> [WHAT IS NEEDED]
Locate each line in the entries below that contains the word "segment" and copy those lines out. The match is case-sensitive.

> [DATASET EXCERPTS]
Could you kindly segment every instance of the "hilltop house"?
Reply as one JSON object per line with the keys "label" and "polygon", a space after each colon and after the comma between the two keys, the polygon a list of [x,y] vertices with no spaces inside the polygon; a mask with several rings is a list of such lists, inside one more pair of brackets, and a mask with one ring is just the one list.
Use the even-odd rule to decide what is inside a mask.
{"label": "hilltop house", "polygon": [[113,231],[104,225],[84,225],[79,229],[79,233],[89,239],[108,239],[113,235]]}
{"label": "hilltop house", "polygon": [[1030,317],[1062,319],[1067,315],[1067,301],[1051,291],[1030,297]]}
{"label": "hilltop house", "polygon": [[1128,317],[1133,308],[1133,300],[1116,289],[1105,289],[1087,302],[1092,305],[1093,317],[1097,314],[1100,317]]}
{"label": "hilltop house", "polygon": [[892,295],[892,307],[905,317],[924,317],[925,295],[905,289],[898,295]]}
---
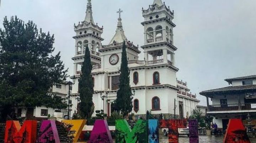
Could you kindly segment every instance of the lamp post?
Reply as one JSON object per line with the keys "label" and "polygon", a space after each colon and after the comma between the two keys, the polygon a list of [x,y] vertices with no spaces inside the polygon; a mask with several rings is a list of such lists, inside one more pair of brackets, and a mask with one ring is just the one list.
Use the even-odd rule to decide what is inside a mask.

> [ANSWER FOR THE TASK]
Could you kindly segment every instance of the "hilltop house"?
Could you kindly segment every instance of the lamp post?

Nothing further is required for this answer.